### Object position labeling entries
######
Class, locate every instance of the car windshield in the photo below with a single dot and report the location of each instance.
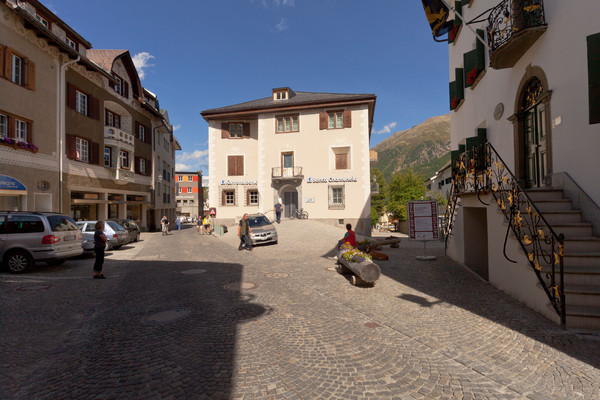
(60, 223)
(115, 226)
(259, 220)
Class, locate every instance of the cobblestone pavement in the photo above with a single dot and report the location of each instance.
(190, 317)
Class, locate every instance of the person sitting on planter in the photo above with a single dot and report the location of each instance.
(349, 237)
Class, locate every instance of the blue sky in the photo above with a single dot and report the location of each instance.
(203, 54)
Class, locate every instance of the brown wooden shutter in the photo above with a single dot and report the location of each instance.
(7, 62)
(224, 130)
(322, 120)
(71, 96)
(71, 151)
(1, 60)
(347, 119)
(95, 108)
(239, 165)
(30, 74)
(94, 153)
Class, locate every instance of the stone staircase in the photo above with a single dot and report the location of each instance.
(581, 257)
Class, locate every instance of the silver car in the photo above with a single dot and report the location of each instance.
(263, 230)
(26, 237)
(117, 235)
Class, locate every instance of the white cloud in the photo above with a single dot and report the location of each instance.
(141, 62)
(282, 25)
(388, 128)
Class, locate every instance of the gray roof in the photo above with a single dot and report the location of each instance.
(298, 99)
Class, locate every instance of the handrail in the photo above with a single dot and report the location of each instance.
(482, 170)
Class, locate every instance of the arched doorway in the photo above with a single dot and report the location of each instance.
(533, 150)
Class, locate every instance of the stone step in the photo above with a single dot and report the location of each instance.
(551, 205)
(583, 317)
(583, 295)
(562, 217)
(544, 194)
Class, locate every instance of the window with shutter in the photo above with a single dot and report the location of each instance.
(593, 49)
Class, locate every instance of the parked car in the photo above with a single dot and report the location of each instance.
(263, 230)
(27, 237)
(131, 227)
(117, 235)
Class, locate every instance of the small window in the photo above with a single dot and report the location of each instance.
(236, 130)
(24, 224)
(71, 43)
(81, 102)
(229, 196)
(336, 197)
(108, 157)
(17, 70)
(3, 126)
(124, 159)
(82, 149)
(253, 197)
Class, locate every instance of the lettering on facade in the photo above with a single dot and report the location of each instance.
(242, 182)
(330, 179)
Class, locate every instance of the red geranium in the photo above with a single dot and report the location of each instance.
(472, 76)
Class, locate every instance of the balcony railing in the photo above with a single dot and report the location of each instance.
(123, 175)
(287, 173)
(513, 27)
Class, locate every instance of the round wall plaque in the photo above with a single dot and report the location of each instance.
(498, 111)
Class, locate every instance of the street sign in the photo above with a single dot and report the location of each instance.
(423, 220)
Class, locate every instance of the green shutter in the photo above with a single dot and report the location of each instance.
(593, 44)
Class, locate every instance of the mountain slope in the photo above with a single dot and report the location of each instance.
(425, 148)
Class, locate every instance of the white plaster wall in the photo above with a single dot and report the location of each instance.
(562, 53)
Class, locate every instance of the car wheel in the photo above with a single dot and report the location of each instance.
(18, 261)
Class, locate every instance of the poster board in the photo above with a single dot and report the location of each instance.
(423, 220)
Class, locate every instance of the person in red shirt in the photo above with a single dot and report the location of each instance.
(349, 237)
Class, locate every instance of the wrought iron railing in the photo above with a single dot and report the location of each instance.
(481, 170)
(512, 16)
(290, 172)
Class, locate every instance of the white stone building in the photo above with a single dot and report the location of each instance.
(309, 150)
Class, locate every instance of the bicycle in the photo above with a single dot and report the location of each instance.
(299, 213)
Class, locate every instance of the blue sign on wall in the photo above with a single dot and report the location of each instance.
(8, 183)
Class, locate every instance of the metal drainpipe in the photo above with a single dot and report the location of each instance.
(61, 129)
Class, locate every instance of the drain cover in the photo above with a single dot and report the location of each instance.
(193, 271)
(240, 286)
(33, 288)
(163, 317)
(277, 275)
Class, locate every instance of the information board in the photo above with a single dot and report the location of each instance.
(423, 220)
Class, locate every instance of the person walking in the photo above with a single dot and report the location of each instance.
(277, 210)
(99, 246)
(244, 233)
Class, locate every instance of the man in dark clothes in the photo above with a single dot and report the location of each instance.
(244, 233)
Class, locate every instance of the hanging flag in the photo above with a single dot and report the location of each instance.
(437, 14)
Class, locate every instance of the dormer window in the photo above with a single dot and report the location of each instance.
(282, 94)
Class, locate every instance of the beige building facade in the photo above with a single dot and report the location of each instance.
(307, 150)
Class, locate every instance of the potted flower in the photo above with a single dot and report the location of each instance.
(472, 76)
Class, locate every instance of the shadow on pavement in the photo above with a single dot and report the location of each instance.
(168, 330)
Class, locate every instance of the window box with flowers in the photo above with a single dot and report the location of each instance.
(18, 145)
(457, 93)
(474, 63)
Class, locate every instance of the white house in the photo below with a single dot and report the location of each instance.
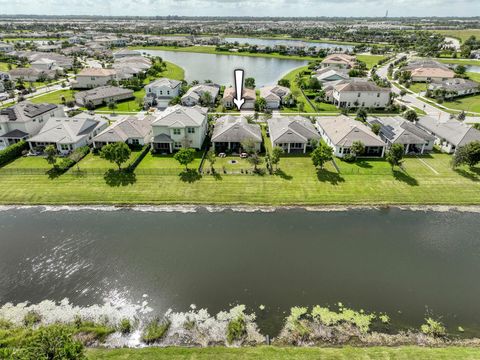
(274, 95)
(68, 133)
(449, 135)
(340, 61)
(230, 131)
(161, 91)
(25, 119)
(357, 93)
(132, 130)
(93, 77)
(248, 94)
(340, 132)
(292, 133)
(179, 126)
(397, 130)
(193, 95)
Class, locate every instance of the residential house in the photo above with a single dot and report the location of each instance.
(397, 130)
(428, 71)
(449, 135)
(292, 133)
(179, 126)
(68, 133)
(25, 119)
(193, 95)
(274, 95)
(31, 74)
(248, 94)
(340, 61)
(102, 95)
(125, 53)
(231, 131)
(6, 47)
(456, 87)
(132, 130)
(340, 132)
(329, 73)
(357, 93)
(93, 77)
(161, 91)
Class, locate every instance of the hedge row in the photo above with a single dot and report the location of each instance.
(12, 152)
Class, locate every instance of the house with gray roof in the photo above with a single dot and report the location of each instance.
(456, 87)
(179, 126)
(449, 135)
(68, 133)
(161, 91)
(292, 133)
(193, 95)
(397, 130)
(102, 95)
(25, 119)
(340, 132)
(231, 131)
(132, 130)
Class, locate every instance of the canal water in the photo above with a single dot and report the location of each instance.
(402, 262)
(219, 68)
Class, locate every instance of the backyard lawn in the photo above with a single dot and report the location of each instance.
(370, 60)
(160, 179)
(290, 353)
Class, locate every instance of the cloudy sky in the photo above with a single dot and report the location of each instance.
(244, 7)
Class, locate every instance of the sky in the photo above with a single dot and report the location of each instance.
(359, 8)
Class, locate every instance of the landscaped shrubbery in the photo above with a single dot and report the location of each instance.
(12, 152)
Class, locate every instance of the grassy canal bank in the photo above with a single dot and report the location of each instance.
(160, 180)
(290, 353)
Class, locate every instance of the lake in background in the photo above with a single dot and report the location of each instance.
(219, 68)
(401, 262)
(287, 42)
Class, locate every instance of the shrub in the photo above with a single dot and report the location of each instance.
(433, 328)
(125, 326)
(155, 330)
(31, 318)
(237, 329)
(12, 152)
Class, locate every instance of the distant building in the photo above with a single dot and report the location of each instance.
(449, 135)
(25, 119)
(340, 132)
(68, 133)
(102, 95)
(179, 126)
(397, 130)
(248, 94)
(230, 131)
(292, 133)
(93, 77)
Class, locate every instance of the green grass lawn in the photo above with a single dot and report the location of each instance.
(158, 161)
(462, 35)
(94, 161)
(297, 183)
(418, 87)
(211, 50)
(297, 92)
(290, 353)
(136, 104)
(467, 103)
(370, 60)
(54, 97)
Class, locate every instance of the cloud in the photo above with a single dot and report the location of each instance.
(242, 7)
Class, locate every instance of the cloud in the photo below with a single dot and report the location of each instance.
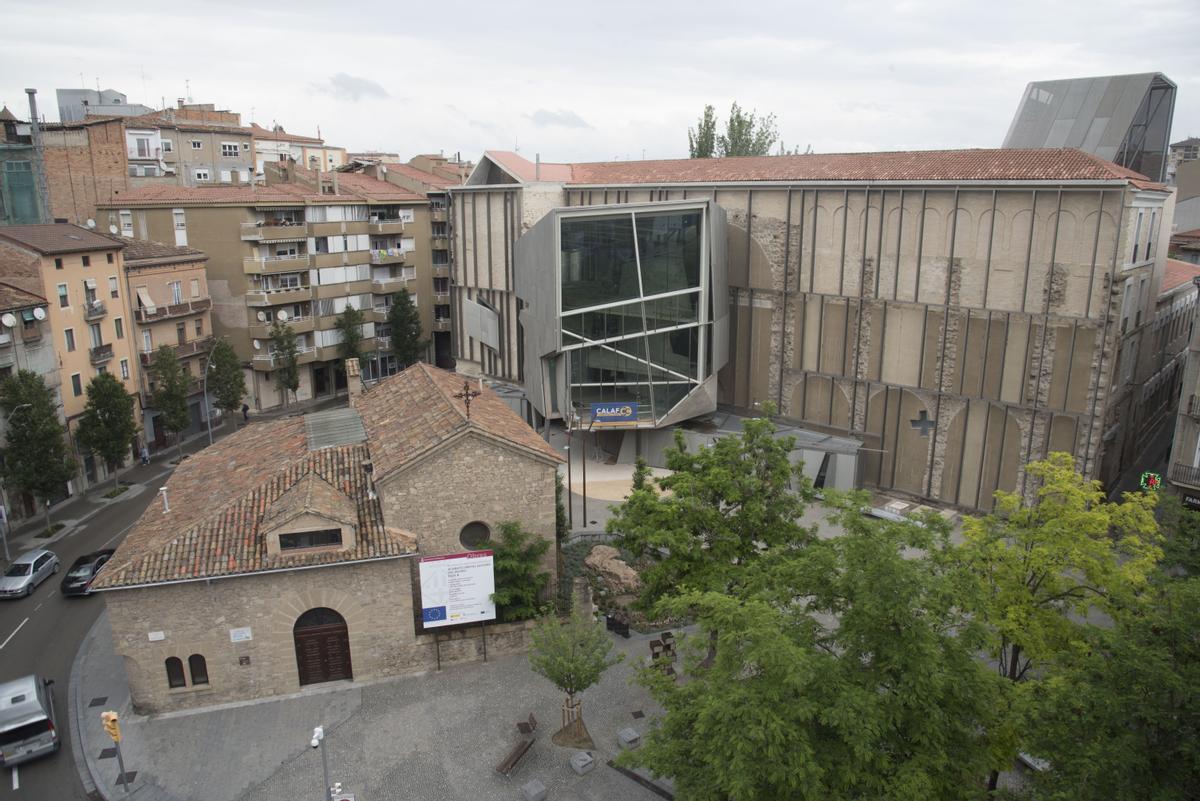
(352, 86)
(563, 116)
######
Quote, please, only the lines running from the one with "Class, locate every instance of the green grass" down to the final line of the data above, keeping both ends and skipping the pictures.

Class, locate every instance of the green grass lawn in the photo above with a single dot and report the location of each instance.
(158, 161)
(462, 35)
(94, 161)
(297, 183)
(418, 87)
(211, 50)
(297, 92)
(290, 353)
(136, 104)
(467, 103)
(370, 60)
(54, 97)
Class, locate every instance of the cloud in the photo above with a single dot and report the location of each instance.
(242, 7)
Class, locate every instance of the cloud in the photo below with a single dot and report the location of each instance.
(352, 86)
(563, 116)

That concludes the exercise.